* 課題 1:
本文のうち、「そして、それらを持たない人間はカースト下位におさまるわけだ。」から「者が攻撃を受けることである。」までを、その語句も含めてそのまま書き写す。
* 課題 2:
本文によると、筆者が学生だった頃、カースト面で大減点になったのはどんな趣味を持っていることか。
* 課題 3:
スクールカーストを論じた本文の続きを、最後の文のあとから書き進める。

* 本文:
====
そして人当たりの良い、その他個人競技の部活をしている人は概ね中間層におさまる。笑いをとるタイプもこの辺りにおさまる傾向にあるだろうか。

そして、それらを持たない人間はカースト下位におさまるわけだ。
今がどうなのかは知らないが、僕が学生の頃はオタク趣味を持っているとカースト面では大減点だった。

かくいう僕もオタクで、さらに帰宅部だった。
そこをカバーするようなコミュニケーション能力もなければ体格もよくなかった。
高校の教室において、僕がどのような立ち位置だったかは想像がつくだろう。

長々と言ってしまったが、これは日本特有のことではなく、アメリカでもミームができている。


群れを形成する人間という生き物の性なんだろう。

個人的には、別にカースト下位だろうがなんだろうが、それ自体が嫌なわけではない。問題はカースト下位者が攻撃を受けることである。

下位者は踏み台になる

カースト上位者は基本的にモテる。
モテるというよりは、女性との交際に至るまでの前提条件を満たしていると言ったところか。

ただ、それだけでは決定打にはならない。
決定打がずば抜けた容姿の良さなのか、雄としての強さなのかは下位者からしたらよくわからない。
しかし、女性の気を引くための共通した行動は存在する。

それが低カーストに位置する人への攻撃だ。
カースト下位者を絶妙な塩梅でサンドバッグにするのである。
いじりや軽い暴力が主だ。

なぜこんな無益ないじめ(いじり)を行うかというと踏み台にするためだ。
====
* 提示資料:
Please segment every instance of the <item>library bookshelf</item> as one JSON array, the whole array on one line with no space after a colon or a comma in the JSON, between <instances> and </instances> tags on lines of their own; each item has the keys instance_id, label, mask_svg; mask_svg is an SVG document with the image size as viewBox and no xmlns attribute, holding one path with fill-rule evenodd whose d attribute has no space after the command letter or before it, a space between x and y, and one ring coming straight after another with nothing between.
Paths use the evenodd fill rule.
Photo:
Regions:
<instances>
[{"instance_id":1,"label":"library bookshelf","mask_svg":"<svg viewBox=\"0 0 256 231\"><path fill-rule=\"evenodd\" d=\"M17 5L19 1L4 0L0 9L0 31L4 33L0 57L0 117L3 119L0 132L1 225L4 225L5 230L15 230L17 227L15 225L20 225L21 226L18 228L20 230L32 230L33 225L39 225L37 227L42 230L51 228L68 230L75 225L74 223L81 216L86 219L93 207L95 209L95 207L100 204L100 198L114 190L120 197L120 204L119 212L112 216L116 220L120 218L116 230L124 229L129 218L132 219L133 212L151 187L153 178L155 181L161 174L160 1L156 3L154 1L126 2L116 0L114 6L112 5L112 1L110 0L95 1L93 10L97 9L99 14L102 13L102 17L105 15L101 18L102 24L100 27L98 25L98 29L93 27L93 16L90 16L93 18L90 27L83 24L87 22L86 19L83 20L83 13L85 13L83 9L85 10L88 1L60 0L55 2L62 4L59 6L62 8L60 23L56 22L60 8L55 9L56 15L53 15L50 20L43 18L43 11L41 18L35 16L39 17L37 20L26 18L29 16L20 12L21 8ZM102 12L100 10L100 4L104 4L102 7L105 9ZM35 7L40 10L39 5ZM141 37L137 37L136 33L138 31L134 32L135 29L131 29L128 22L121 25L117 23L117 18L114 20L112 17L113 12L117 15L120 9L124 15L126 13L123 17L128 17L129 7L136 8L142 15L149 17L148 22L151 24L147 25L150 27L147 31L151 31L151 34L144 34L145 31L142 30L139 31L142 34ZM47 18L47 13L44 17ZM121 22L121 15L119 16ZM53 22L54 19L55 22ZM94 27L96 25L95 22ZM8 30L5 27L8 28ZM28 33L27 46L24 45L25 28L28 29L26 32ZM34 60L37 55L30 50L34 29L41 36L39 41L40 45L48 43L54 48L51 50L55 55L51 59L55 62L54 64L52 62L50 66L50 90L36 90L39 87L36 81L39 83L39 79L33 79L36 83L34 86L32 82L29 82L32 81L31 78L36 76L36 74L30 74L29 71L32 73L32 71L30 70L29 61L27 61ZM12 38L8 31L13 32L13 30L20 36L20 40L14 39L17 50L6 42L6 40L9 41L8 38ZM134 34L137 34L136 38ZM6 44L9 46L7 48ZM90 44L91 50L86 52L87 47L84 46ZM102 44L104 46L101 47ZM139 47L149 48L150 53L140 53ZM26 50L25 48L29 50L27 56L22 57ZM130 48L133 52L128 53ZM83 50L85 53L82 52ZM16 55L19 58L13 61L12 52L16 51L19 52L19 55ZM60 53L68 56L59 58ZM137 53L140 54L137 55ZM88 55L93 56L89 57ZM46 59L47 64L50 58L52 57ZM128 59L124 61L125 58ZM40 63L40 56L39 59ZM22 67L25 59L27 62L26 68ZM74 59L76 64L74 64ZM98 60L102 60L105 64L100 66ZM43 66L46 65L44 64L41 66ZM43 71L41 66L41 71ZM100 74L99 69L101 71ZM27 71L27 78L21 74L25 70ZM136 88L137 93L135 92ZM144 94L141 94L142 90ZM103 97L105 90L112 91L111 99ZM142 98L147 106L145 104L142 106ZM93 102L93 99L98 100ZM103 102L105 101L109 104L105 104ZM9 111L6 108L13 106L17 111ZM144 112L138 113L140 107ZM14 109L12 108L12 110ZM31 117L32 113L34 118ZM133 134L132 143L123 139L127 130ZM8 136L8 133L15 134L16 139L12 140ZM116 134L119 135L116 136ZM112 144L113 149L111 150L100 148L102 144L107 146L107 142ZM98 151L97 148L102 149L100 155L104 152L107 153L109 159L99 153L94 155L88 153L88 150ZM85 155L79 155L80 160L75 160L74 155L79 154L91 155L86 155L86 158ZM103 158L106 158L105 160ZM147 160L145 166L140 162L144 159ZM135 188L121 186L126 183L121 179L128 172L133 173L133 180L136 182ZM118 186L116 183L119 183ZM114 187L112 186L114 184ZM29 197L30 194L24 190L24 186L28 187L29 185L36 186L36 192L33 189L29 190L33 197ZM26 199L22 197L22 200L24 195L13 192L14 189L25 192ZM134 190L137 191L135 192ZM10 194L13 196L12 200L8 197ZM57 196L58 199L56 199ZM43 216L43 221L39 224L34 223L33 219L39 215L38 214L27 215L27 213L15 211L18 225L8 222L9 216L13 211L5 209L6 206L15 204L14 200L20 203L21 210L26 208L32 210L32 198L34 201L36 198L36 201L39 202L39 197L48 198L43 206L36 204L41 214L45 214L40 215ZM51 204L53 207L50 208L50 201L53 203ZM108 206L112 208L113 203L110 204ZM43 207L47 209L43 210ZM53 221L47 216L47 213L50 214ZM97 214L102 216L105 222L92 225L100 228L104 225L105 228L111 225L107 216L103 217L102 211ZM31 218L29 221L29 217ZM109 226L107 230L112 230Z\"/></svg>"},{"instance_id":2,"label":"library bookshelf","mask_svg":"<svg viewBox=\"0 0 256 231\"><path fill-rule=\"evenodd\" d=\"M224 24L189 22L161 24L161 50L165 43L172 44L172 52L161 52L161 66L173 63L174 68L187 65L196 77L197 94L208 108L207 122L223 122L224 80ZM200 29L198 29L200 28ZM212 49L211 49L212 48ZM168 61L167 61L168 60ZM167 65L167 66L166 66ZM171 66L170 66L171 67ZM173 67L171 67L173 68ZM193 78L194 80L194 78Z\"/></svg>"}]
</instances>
====
* 解答 1:
そして、それらを持たない人間はカースト下位におさまるわけだ。
今がどうなのかは知らないが、僕が学生の頃はオタク趣味を持っているとカースト面では大減点だった。

かくいう僕もオタクで、さらに帰宅部だった。
そこをカバーするようなコミュニケーション能力もなければ体格もよくなかった。
高校の教室において、僕がどのような立ち位置だったかは想像がつくだろう。

長々と言ってしまったが、これは日本特有のことではなく、アメリカでもミームができている。


群れを形成する人間という生き物の性なんだろう。

個人的には、別にカースト下位だろうがなんだろうが、それ自体が嫌なわけではない。問題はカースト下位者が攻撃を受けることである。

* 解答 2:
オタク趣味を持っていること。

* 解答 3:
カースト上位者はカースト下位者に対し、
バカにする、いじるなどの攻撃を行うことで、自分の格の示威行為を行うのだ。主に女性へのアピールのために。

教室で下位者をバカにしたり、飲み会の場でおちょくったりする行為がまさにそれだ。
彼らは下位者を足蹴にすることで、女性に対して自分が強者であること、ひいてはつがうにふさわしい雄であるとアピールするのである。
恋愛はそんなに汚いものじゃないと思いたい人もいるかもしれないが、所詮は繁殖のための営為だ。
雄は互いの優位性アピールのために競い合う。
雌は強い雄を選ぶ。
自然界の獣もよく雄同士で争うが、人間においても基本構造は変わらないわけだ。

弱者をいじり、時にはいじめることで、強者はさらに強者性をアピールしていくわけである。
その効果はいじめっ子といじめられっ子の予後にもっともよくあらわれるだろう。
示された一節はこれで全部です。